**Tâches et exercices**
#1 D'après l'extrait sur l'économie nord-africaine, combien devraient coûter les hausses de salaires annoncées par le président Sissi ?
#2 Poursuivez l'extrait sur l'économie nord-africaine à partir de sa dernière phrase.

**Extrait du texte**
——————————

L’Afrique du Nord bénéficie d’une prise de conscience de la part des multinationales sur la nécessité d’avoir des chaînes logistiques à portée. C’était le cas lors de la covid-19, avec des complications sur les importations en provenance de la Chine, par exemple. Cela a poussé de nombreuses sociétés à s’implanter en Égypte et au Maroc surtout, afin d’être plus prêts des clients européens.
D’ailleurs, même des entreprises chinoises ont fait ce choix de se rapprocher de leurs clients européens, en s’installant en Afrique du Nord. C’est donc une très bonne chose pour ces économies, en termes de création d’emplois et de valeur ajoutée industrielle et sur le PIB. Maintenant, si l’on raisonne par pays, on ne peut que s’inquiéter du déficit pluviométrique au Maroc et ses conséquences sur le secteur agricole.
En Égypte, une crise fiscale assez sérieuse oblige le gouvernement à négocier une hausse de ses emprunts avec le FMI. Des hausses de salaires, annoncées récemment par le président Sissi, vont coûter environ 6 milliards de dollars. C’est donc une logique assez ambiguë. Quant à la Tunisie, des problèmes internes et un manque de clarté sur la politique de l’investissement fait douter les investisseurs.
Quelle est la situation dans une autre région importante du continent, à savoir l’Afrique de l’Ouest ?

——————————

**Données affichées**
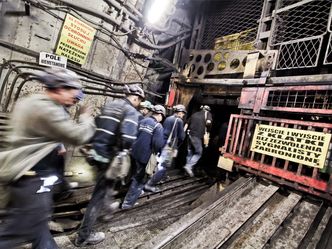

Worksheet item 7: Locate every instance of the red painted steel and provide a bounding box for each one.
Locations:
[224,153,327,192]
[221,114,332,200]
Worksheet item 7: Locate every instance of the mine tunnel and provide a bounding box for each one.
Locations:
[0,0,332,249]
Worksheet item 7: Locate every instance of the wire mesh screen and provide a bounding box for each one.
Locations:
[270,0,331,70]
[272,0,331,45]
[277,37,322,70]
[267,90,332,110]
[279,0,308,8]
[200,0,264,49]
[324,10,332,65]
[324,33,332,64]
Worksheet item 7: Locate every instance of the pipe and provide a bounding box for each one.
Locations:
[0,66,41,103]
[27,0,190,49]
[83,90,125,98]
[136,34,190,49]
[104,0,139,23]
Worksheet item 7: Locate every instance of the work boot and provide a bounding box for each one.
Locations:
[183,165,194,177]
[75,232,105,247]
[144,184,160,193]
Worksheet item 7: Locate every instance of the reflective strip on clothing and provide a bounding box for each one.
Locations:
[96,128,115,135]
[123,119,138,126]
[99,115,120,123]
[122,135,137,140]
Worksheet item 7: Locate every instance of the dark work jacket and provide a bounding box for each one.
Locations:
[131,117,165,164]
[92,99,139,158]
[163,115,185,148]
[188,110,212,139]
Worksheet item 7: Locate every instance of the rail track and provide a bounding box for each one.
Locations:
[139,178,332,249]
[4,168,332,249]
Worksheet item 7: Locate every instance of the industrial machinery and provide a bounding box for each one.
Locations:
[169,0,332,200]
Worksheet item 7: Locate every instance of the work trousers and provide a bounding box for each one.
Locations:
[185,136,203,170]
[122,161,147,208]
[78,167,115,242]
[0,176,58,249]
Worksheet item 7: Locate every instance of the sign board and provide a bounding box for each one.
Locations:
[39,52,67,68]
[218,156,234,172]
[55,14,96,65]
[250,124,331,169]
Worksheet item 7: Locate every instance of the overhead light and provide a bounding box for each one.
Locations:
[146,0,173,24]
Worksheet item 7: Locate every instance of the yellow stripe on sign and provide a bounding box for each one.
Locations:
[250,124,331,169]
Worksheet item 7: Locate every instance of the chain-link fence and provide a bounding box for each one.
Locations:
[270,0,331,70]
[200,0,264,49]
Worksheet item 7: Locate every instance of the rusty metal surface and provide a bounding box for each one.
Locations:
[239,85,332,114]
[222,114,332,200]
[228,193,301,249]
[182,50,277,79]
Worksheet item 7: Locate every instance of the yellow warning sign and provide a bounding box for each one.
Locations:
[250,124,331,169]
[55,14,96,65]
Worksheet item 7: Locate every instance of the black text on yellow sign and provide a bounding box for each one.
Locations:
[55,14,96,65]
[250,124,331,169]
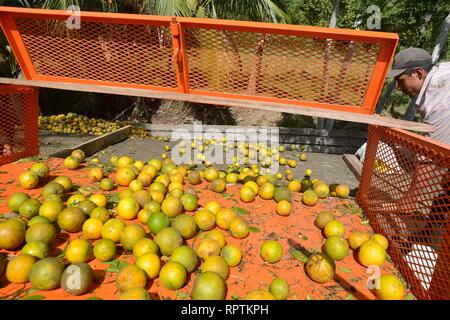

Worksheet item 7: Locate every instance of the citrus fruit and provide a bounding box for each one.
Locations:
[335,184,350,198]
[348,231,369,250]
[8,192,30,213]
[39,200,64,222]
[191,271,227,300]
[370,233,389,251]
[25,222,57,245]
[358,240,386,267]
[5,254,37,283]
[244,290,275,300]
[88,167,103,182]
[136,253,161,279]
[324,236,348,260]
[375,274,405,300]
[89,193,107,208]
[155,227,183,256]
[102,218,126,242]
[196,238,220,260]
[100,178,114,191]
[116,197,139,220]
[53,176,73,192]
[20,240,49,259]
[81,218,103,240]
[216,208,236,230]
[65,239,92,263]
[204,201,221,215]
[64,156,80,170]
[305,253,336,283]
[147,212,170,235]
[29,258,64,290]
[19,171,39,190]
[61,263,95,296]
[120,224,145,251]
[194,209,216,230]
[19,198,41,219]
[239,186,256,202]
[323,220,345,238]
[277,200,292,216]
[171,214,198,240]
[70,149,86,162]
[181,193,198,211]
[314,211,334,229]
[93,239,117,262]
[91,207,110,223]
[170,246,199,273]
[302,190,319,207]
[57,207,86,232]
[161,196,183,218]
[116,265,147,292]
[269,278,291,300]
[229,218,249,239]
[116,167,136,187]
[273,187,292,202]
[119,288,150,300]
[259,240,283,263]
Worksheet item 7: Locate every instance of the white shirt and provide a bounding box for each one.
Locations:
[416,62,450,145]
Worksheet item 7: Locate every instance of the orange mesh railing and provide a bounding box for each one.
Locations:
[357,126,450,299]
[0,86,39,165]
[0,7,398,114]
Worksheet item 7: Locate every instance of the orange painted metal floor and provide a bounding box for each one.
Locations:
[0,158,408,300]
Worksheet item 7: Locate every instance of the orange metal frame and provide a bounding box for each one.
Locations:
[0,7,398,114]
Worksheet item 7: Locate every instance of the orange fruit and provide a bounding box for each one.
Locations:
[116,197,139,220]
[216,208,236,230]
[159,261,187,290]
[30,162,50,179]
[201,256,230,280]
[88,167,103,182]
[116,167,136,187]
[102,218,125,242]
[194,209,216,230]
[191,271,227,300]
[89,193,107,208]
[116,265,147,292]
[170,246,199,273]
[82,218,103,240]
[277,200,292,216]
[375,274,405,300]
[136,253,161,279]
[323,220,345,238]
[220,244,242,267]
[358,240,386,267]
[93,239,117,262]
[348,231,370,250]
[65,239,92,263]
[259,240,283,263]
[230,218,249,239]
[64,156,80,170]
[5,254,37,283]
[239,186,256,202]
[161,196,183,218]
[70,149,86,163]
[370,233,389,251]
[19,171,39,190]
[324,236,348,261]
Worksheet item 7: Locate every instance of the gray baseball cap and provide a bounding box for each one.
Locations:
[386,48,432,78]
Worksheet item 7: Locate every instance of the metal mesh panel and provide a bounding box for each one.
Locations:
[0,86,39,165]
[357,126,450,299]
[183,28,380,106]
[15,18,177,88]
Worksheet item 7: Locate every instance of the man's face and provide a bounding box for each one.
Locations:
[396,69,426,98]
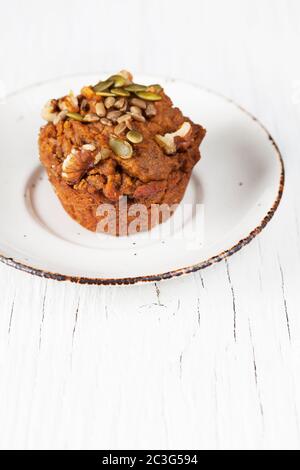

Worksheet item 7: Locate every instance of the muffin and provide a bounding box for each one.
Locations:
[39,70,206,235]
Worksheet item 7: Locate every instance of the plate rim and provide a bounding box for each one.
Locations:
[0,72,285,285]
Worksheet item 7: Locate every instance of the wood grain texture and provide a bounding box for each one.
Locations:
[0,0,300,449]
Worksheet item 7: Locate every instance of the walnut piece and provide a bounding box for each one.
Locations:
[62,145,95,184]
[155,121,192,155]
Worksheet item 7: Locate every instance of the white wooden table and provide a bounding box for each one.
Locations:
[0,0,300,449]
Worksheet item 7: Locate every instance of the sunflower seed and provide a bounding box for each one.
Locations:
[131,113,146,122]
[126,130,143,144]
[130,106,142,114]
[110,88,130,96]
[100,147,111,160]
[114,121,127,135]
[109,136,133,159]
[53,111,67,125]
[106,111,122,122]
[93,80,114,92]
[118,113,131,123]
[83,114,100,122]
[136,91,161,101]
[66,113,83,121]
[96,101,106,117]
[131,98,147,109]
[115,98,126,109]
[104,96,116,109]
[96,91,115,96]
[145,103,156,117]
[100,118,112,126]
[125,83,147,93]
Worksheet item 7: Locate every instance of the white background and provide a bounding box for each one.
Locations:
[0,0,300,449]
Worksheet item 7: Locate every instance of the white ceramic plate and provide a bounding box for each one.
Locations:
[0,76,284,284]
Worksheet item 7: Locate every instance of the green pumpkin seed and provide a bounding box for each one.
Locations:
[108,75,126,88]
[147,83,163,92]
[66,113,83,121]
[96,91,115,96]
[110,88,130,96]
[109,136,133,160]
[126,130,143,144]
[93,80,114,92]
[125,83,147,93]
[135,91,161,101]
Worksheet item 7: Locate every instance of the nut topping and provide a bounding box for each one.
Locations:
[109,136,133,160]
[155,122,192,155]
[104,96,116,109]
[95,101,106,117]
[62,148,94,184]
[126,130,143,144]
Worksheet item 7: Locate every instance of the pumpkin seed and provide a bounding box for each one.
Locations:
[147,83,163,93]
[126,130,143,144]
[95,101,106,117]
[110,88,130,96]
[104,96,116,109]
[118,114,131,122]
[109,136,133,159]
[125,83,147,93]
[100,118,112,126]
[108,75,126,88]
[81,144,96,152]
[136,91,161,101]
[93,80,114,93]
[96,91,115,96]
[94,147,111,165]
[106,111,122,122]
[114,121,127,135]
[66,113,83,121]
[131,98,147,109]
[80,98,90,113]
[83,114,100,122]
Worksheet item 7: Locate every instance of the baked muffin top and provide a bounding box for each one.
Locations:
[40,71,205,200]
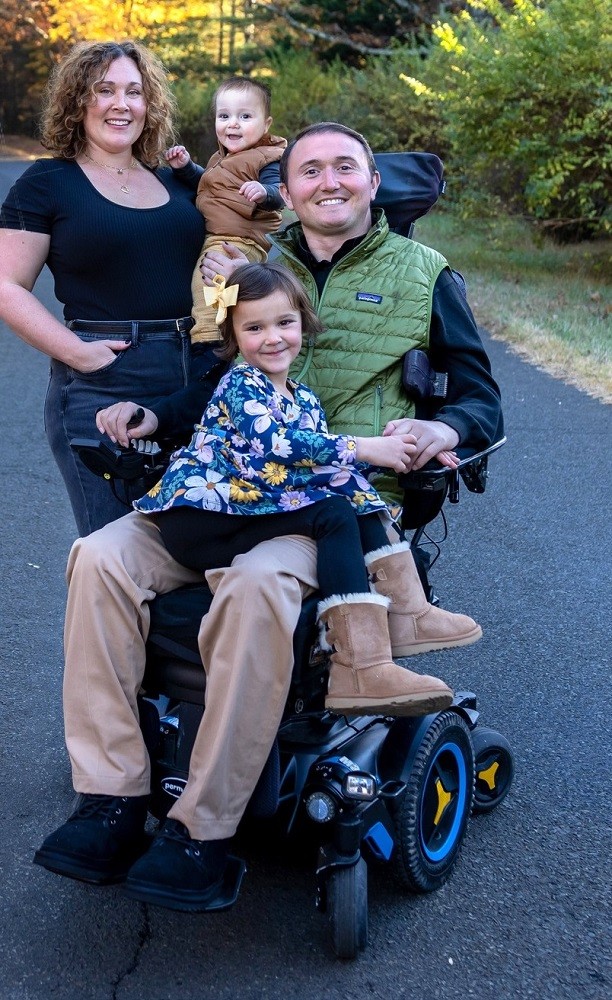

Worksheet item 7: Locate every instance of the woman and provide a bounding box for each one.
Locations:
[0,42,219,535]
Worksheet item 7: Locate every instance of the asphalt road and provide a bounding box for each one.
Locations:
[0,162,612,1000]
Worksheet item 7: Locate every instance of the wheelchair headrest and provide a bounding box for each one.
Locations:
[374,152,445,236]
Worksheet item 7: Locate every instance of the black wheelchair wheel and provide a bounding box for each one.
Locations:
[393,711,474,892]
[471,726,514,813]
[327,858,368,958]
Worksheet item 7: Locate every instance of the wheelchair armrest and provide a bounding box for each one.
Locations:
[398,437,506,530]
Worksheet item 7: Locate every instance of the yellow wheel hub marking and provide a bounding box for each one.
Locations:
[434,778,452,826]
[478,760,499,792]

——————————

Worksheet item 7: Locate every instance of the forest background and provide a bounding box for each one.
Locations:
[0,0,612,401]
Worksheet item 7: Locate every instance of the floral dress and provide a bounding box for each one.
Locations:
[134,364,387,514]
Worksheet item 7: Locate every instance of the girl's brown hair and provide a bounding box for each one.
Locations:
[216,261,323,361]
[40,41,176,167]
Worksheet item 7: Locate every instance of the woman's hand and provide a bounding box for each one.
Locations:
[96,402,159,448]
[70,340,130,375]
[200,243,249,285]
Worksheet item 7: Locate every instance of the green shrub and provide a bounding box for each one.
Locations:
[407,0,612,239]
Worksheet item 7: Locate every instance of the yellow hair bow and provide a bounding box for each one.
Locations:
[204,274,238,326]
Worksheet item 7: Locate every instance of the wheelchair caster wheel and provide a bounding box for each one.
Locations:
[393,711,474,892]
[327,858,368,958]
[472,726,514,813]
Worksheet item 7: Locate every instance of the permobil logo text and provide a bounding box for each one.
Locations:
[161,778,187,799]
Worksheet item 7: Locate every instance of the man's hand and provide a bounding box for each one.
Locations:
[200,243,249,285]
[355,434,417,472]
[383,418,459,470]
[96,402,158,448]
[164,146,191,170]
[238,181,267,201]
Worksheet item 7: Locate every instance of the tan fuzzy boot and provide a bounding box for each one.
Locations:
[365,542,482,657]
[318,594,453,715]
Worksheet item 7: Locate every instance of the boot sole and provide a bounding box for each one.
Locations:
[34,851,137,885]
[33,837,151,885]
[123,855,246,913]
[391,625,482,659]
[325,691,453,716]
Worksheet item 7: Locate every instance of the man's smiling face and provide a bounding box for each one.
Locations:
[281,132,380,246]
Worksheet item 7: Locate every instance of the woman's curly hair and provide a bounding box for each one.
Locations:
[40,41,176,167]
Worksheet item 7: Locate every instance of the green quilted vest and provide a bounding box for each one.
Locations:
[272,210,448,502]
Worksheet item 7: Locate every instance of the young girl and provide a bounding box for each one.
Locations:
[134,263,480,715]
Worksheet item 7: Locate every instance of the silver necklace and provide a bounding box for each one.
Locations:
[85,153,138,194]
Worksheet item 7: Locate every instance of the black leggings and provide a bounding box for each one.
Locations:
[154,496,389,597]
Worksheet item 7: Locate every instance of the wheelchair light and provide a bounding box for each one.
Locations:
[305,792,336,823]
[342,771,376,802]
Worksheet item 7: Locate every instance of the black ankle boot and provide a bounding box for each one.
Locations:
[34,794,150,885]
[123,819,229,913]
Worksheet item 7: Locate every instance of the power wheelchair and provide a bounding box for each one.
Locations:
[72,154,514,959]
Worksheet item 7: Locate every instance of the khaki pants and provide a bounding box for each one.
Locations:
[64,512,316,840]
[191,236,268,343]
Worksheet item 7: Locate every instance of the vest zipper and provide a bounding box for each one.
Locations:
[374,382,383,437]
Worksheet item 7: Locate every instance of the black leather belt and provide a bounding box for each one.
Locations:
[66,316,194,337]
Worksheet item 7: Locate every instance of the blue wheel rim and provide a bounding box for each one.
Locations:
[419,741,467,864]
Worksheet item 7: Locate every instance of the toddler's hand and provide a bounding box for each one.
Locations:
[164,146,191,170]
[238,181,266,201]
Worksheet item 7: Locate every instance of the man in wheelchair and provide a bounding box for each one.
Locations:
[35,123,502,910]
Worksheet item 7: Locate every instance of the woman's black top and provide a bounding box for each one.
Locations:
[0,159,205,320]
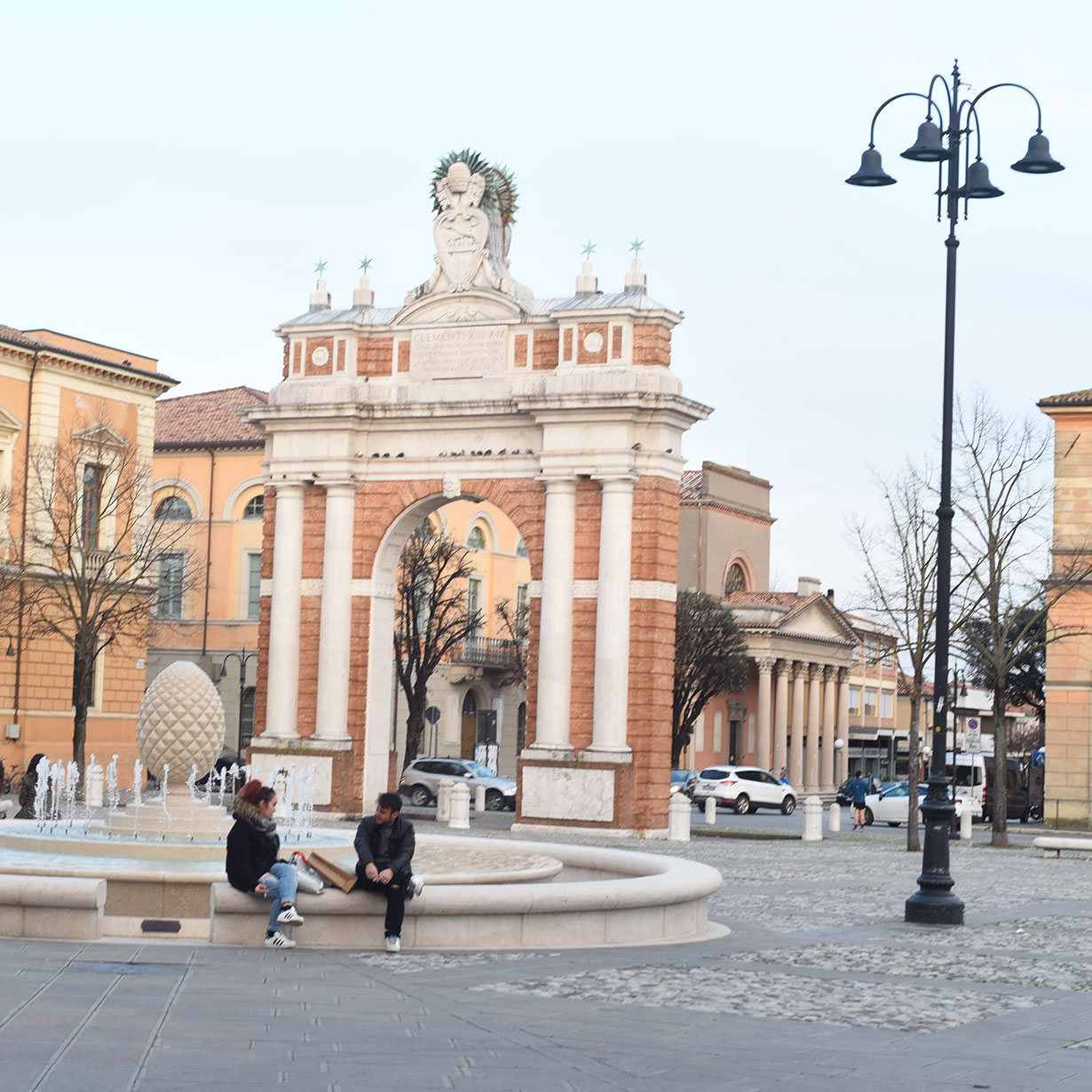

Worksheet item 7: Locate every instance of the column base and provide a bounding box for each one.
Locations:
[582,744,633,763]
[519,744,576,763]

——————————

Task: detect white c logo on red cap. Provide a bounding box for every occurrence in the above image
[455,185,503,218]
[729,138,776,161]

——————————

**Corrigé des activités**
#1 Environ 6 milliards de dollars.

#2
Cette région connait des évolutions politiques importantes et qui méritent d’être surveillées. C’est, notamment, le cas avec la création de l’Alliance des États du Sahel (AES) et qui ont annoncé leur retrait de la CEDEAO. Ce retrait a été annoncé, mais il n’est pas aussi simple que cela à réaliser. Car il faudrait surveiller ce qui se fera sur les liens commerciaux et autres règles douanières, sans parler de la libre-circulation des personnes et des biens. S’il y a un choc dans ce sens dans la région, cela peut affecter beaucoup d’entreprises. À part cela, les perspectives de cette région sont plutôt positives. Le Sénégal, le Ghana et la Côte d’Ivoire s’engagent avec le FMI. Pour l’instant, nous pensons que les hausses des impôts et les coupes budgétaires n’auront pas d’effets importants sur les entreprises. Cela se sentira de façon graduelle. L’environnement international est plutôt favorable, avec la baisse de l’inflation.
On parle rarement de l’Afrique de l’Est. Comment s’y présente la situation et quelles sont les perspectives liées à l’investissement ?
L’Afrique de l’Est est en réalité une région très prometteuse pour le business. C’est une région qui vit une très forte croissance de sa population. Il y a beaucoup d’opportunités de commerce, et c’est dommage que certains pays s’adonnent à des restrictions sur le plan commercial. Mais il n’empêche que les services financiers y sont très développés. Les entreprises kenyanes sont très performantes dans ces secteurs et se déploient dans le reste de la région d’Afrique orientale.
Et pour l’Afrique australe, à quoi faut-il s’attendre pour cette année 2024 ?
L’Afrique australe, comme région, est tirée principalement par l’Afrique du Sud et l’Angola. En Afrique du Sud, des problèmes de délestage et d’électricité compliquent l’environnement économique, mais il n’empêche que l’inflation est plutôt sur une tendance baissière. Nous pensons que 2024 sera meilleure que les années précédentes, même s’il faut souligner que c’est aussi une année électorale. Les tensions ne manqueront certainement de se raviver et cela peut avoir un effet de découragement sur les investisseurs intéressés par le marché sud-africain.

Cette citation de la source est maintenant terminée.